▶ _Text section_:
The greenback lost ground amid positive headlines from the US-China trade front
On Tuesday, the US Dollar is slipping back closer to the 93.00 mark and now sits in the red zone near the 93.19 region. The greenback’s weakness gave some support to the EURUSD pair that regained the 1.1800 level and now trying to get a foothold above it.
The bullish sentiment around the most popular currency pair was determined by risk-on that returned to the markets mostly due to positive reports on China-US trade relations. Today, during a phone call with Chinese Vice Premier Liu He, the US Trade Representative Robert Lighthizer together with Treasury Secretary Steven Mnuchin discussed the implementation of the Phase 1 of the current trade deal. Both sides said that the talks were ‘constructive’ and saw some progress. They also pledged to take necessary steps to ensure the success of the agreement.
Liu He added that both sides had a constructive discussion over the strengthening of macroeconomic policy coordination and promised to promote further the implementation of the Phase 1 of the trade deal. Those comments inspired markets backing up equities and risk currencies to the detriment of the safe-haven USD.
Meanwhile, the traders’ enthusiasm was further propped up by improving coronavirus statistics from Germany, Florida and Victoria. Although German Robert Koch Institute reported new 1278 cases today, the number was inferior to those seen on Saturday. Florida registered about 2086 new cases.
In the NY hours, the US will release New Home Sales for July, Richmond Fed Manufacturing Index for August, and Consumer Confidence. However, as the statistics are mostly second-rate, traders will take cue from risk sentiment, Sino-American headlines and coronavirus highlights.
From the technical point of view, EURUSD will likely continue its march north with the resistance is seen at 1.1845, 1.1880-90, and 1.1950-65 and the support is marked at 1.1755, 1.1695-10, and 1.1640.

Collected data
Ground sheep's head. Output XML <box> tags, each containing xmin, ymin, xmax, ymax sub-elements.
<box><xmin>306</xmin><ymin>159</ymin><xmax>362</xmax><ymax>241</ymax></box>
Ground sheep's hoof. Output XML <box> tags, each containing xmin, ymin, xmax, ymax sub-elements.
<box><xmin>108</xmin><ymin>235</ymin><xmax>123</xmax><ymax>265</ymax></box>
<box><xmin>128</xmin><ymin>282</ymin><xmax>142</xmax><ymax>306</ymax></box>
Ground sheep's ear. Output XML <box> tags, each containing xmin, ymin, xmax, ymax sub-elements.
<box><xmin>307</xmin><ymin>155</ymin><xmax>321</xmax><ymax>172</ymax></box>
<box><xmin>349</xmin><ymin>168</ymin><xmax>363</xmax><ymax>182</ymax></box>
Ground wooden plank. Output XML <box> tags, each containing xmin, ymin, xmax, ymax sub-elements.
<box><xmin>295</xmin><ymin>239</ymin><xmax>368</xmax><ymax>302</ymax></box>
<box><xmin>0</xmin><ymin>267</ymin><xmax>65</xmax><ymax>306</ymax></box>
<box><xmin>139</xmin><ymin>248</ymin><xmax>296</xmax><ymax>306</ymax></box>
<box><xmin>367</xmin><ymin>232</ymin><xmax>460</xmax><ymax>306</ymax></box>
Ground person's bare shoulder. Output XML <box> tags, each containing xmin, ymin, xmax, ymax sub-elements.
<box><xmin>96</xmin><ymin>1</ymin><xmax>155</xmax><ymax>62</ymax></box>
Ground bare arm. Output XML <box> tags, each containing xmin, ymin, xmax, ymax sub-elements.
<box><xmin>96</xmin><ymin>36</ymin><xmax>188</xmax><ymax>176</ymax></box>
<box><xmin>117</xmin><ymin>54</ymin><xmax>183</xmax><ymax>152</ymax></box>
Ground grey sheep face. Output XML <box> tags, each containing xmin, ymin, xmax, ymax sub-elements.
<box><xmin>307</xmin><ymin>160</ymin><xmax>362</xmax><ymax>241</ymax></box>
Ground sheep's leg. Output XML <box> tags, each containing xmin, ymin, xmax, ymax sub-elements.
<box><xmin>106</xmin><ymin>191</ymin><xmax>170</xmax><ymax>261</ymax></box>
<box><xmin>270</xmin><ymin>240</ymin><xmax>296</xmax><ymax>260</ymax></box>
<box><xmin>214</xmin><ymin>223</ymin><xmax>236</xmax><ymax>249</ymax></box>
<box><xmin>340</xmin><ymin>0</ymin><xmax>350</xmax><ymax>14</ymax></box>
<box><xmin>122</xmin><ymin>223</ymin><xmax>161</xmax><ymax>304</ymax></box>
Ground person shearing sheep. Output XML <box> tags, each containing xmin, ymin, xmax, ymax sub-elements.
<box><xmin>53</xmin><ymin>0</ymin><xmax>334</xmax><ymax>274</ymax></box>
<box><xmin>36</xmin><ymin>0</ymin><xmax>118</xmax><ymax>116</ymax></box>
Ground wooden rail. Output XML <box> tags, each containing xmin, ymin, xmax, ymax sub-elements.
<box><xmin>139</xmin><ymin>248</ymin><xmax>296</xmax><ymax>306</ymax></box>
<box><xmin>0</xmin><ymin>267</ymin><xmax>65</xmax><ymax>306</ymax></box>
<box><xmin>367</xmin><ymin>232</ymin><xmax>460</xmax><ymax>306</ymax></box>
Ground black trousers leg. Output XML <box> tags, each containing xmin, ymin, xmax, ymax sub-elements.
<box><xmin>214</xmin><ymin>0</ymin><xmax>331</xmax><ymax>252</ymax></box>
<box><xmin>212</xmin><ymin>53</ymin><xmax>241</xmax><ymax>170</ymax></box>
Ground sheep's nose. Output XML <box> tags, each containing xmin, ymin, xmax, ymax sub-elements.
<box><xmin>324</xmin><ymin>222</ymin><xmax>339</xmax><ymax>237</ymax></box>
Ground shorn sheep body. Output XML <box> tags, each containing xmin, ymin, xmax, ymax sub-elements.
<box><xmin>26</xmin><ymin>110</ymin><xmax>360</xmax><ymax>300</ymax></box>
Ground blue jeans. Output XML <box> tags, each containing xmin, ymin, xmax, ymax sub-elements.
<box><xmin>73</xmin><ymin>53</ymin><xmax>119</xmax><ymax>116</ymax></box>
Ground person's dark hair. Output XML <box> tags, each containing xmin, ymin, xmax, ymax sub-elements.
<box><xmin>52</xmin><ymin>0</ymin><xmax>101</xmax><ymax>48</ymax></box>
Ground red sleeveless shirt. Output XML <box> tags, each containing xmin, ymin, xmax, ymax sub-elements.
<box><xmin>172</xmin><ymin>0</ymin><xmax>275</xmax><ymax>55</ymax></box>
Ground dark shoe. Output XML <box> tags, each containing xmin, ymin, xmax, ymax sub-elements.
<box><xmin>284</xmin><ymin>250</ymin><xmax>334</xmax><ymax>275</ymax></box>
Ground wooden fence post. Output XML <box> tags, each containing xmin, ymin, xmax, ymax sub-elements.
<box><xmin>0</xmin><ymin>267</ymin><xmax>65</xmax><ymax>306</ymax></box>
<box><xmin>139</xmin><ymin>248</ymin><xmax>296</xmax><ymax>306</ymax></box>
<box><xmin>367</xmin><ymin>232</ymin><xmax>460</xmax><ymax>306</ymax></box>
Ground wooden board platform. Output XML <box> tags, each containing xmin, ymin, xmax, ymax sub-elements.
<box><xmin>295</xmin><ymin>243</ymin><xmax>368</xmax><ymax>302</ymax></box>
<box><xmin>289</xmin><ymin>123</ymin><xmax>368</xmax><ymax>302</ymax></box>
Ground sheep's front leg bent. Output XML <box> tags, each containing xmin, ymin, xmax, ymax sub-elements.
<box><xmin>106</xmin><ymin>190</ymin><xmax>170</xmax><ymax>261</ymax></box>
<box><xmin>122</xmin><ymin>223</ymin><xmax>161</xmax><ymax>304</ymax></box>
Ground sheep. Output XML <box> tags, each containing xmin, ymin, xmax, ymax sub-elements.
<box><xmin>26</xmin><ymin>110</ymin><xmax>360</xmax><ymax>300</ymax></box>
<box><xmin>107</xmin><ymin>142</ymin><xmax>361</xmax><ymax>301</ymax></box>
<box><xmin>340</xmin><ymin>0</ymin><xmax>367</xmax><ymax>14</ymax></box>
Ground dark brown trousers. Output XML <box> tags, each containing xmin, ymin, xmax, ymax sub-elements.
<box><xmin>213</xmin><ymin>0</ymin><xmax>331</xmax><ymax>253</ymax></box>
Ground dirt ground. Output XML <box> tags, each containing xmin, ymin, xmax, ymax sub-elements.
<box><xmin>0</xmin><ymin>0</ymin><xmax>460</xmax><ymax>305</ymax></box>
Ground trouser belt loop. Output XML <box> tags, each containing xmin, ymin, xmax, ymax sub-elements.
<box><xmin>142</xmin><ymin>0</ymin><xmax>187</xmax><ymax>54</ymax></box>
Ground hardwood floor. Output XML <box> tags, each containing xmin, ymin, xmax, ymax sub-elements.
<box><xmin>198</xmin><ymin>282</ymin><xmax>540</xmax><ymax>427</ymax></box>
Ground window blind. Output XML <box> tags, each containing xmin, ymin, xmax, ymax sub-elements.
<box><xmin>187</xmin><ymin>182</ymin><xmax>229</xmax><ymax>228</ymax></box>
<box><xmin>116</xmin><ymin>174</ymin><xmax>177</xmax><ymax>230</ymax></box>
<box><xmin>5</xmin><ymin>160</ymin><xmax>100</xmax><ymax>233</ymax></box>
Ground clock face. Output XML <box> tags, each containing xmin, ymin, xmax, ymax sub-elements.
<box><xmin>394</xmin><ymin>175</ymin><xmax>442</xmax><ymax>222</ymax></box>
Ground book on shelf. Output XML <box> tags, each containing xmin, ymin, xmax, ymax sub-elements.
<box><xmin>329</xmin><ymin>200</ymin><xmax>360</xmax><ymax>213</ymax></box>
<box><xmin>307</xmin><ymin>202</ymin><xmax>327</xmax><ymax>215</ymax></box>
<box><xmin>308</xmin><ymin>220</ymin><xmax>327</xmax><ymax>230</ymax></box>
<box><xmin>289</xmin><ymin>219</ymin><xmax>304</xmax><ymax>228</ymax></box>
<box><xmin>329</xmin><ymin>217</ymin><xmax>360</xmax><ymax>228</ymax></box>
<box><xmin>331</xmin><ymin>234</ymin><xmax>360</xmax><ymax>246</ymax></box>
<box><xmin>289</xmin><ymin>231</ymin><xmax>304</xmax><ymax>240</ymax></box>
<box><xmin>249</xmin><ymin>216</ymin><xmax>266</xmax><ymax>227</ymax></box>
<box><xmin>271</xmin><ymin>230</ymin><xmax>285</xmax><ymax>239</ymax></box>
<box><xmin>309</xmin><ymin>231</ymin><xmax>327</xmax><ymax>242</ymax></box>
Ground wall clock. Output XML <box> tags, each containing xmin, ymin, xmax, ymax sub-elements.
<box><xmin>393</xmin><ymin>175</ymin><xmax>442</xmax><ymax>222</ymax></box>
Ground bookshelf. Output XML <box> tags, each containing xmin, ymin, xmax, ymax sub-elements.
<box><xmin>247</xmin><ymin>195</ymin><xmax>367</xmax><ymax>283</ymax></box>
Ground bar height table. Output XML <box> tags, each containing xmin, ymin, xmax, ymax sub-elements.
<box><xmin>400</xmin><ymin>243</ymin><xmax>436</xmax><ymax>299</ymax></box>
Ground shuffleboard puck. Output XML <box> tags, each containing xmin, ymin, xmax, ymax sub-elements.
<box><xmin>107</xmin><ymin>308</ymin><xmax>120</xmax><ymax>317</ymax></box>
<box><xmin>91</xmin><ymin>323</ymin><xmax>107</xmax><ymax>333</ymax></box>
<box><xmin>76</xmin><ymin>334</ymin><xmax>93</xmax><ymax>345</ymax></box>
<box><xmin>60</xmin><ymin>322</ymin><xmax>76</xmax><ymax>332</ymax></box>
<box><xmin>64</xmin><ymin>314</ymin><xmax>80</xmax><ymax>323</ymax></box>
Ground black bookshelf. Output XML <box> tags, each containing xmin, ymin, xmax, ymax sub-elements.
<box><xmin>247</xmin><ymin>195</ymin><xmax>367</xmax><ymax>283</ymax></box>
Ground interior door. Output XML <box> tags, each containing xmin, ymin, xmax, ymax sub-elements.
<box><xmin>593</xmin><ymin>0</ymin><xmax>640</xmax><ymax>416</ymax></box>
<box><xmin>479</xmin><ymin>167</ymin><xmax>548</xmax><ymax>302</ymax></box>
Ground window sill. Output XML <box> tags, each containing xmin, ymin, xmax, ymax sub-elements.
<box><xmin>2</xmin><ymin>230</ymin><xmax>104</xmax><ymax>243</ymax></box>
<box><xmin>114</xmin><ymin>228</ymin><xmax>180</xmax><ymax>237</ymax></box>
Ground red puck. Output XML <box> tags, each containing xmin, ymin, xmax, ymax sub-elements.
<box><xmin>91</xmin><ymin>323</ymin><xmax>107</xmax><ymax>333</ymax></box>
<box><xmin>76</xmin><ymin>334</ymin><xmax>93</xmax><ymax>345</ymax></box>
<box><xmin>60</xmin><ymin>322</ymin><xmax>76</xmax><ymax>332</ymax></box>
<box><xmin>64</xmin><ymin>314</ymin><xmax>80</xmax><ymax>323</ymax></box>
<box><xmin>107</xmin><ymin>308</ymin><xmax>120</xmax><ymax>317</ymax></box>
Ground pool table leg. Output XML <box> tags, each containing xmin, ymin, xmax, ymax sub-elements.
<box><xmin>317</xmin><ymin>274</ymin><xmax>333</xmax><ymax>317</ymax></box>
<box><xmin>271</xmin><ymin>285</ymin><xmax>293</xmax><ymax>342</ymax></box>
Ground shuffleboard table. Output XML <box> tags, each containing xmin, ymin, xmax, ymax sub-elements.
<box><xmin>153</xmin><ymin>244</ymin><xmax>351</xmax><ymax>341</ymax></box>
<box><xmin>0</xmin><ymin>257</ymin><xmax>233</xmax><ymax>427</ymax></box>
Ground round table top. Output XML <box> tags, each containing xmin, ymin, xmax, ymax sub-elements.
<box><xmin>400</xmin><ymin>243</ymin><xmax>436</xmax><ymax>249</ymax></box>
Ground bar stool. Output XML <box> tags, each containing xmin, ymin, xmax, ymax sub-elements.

▶ _Directions_:
- 1) From the currency market report, reproduce the passage that opens with the words "Liu He added" and ends after the words "and coronavirus highlights.".
- 2) In the currency market report, which two US officials held the phone call with Chinese Vice Premier Liu He?

▶ _Outputs by task_:
- 1)
Liu He added that both sides had a constructive discussion over the strengthening of macroeconomic policy coordination and promised to promote further the implementation of the Phase 1 of the trade deal. Those comments inspired markets backing up equities and risk currencies to the detriment of the safe-haven USD.
Meanwhile, the traders’ enthusiasm was further propped up by improving coronavirus statistics from Germany, Florida and Victoria. Although German Robert Koch Institute reported new 1278 cases today, the number was inferior to those seen on Saturday. Florida registered about 2086 new cases.
In the NY hours, the US will release New Home Sales for July, Richmond Fed Manufacturing Index for August, and Consumer Confidence. However, as the statistics are mostly second-rate, traders will take cue from risk sentiment, Sino-American headlines and coronavirus highlights.

- 2) US Trade Representative Robert Lighthizer and Treasury Secretary Steven Mnuchin.